--- DATA FOR THIS TASK ---
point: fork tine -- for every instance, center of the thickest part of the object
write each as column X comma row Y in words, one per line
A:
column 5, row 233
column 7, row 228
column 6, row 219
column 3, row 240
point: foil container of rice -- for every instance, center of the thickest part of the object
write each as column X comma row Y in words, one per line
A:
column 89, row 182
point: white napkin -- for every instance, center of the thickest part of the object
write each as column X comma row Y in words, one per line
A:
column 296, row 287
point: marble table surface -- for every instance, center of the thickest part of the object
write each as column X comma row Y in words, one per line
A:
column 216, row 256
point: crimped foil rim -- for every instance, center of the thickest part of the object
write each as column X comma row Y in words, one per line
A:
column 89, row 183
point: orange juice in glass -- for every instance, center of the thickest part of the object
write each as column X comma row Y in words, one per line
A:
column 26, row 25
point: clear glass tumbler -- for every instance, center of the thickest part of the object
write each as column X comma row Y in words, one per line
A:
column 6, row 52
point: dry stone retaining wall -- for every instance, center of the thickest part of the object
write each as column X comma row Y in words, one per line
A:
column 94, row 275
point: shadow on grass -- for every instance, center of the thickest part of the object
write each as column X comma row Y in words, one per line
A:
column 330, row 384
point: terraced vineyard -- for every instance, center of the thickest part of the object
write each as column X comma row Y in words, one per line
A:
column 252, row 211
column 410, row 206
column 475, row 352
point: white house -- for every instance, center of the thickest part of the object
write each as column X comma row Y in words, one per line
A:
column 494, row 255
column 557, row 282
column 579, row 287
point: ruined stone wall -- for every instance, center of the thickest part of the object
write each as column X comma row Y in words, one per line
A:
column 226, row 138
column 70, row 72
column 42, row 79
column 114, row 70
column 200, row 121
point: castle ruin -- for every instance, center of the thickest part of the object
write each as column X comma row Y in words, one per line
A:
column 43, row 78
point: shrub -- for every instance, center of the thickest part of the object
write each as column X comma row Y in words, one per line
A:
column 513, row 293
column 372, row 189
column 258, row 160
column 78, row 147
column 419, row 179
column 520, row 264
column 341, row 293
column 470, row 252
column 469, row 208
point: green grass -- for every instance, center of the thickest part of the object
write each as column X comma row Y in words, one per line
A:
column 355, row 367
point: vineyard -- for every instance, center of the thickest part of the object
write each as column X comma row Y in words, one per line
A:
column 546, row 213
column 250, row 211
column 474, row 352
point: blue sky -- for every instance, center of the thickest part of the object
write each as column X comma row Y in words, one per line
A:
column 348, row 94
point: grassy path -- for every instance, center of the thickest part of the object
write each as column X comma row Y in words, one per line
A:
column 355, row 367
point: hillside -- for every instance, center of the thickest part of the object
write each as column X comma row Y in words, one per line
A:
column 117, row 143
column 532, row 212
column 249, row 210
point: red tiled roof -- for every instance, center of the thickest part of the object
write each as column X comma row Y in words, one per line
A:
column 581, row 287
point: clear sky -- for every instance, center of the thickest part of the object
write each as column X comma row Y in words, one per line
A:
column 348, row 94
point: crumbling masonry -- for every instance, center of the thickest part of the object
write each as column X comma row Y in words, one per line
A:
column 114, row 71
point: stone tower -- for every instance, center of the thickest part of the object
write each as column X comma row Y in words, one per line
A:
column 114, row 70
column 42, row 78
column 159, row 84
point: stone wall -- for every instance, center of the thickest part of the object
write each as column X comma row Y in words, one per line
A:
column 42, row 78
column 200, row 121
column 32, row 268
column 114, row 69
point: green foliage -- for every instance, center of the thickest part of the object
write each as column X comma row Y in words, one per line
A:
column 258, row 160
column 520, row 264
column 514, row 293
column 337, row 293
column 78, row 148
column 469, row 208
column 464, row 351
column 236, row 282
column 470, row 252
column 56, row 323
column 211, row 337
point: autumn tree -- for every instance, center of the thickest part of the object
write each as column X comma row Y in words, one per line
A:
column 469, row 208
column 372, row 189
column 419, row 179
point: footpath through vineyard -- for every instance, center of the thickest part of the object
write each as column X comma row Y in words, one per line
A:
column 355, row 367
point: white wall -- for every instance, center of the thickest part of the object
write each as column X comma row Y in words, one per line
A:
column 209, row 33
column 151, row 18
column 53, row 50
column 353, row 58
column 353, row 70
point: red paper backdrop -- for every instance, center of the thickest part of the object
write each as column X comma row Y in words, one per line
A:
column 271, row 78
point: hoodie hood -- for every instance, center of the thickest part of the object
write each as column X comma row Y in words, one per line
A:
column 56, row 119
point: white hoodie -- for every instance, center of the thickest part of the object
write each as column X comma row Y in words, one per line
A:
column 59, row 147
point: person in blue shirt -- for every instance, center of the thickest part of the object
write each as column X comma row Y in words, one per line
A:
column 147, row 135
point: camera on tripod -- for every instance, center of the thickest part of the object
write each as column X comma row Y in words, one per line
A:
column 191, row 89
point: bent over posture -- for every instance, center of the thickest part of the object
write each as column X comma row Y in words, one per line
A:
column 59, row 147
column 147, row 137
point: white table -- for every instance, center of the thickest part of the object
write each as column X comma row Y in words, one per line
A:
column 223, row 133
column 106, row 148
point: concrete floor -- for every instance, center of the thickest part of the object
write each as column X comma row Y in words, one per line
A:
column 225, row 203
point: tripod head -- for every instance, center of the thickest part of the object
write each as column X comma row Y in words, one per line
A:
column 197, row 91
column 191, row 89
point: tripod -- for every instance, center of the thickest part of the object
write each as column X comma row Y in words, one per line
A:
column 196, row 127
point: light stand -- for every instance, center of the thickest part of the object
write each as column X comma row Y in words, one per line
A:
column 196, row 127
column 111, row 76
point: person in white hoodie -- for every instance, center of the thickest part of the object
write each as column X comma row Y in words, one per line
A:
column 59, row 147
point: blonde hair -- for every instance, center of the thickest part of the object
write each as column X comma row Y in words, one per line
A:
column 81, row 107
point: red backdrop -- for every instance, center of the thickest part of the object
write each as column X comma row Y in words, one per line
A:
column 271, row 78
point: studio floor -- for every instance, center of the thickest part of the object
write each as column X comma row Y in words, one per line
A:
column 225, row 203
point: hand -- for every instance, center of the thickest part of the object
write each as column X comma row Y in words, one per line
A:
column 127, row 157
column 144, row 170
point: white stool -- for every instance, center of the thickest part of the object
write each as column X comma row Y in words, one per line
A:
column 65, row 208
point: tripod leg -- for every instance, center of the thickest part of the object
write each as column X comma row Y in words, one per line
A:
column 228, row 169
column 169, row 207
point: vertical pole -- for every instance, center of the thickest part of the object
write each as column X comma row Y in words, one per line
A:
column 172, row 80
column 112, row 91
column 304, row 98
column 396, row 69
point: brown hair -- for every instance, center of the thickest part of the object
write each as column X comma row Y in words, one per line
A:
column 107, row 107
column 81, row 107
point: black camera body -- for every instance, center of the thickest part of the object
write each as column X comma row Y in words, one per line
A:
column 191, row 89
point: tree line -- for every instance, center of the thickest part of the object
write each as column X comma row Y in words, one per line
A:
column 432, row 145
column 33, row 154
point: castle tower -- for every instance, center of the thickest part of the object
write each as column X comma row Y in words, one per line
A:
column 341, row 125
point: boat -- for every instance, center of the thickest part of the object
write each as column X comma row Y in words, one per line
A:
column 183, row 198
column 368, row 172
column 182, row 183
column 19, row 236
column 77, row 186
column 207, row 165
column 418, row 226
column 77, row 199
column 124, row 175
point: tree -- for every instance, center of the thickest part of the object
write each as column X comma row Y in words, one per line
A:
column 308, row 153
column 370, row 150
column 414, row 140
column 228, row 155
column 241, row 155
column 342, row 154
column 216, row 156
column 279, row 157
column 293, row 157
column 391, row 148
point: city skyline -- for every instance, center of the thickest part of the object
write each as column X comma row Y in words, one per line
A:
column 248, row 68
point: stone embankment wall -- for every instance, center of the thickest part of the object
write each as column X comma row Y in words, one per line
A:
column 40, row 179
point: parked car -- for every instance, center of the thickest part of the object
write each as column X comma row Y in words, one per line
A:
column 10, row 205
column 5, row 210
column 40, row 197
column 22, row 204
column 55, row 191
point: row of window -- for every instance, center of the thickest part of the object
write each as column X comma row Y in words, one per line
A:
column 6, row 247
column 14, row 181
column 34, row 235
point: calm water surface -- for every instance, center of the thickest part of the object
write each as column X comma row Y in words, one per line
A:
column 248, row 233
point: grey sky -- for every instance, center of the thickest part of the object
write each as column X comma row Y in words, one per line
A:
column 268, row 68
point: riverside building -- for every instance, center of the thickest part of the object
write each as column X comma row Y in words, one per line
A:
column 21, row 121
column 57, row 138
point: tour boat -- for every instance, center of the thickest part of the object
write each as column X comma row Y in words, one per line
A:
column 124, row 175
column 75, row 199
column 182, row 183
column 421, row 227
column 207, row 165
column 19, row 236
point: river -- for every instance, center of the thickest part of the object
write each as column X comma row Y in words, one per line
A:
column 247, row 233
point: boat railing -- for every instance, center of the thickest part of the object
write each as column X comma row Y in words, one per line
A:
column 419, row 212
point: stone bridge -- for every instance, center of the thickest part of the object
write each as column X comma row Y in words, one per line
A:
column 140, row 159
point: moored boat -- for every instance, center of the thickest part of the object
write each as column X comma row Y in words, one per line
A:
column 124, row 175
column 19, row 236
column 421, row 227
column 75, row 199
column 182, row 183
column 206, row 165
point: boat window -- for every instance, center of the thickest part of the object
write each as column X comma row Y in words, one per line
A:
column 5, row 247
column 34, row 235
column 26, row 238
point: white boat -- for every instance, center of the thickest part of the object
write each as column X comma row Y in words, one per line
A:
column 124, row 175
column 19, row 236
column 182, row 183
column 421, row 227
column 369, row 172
---
* ACTIVITY: Find every line in the records that contains the word "clear"; copy those lines.

* ANSWER TO THIS EXERCISE:
point: clear glass tumbler -- for every instance, center of the thickest part of the object
point: clear sky -- for every instance, center of the thickest part of the object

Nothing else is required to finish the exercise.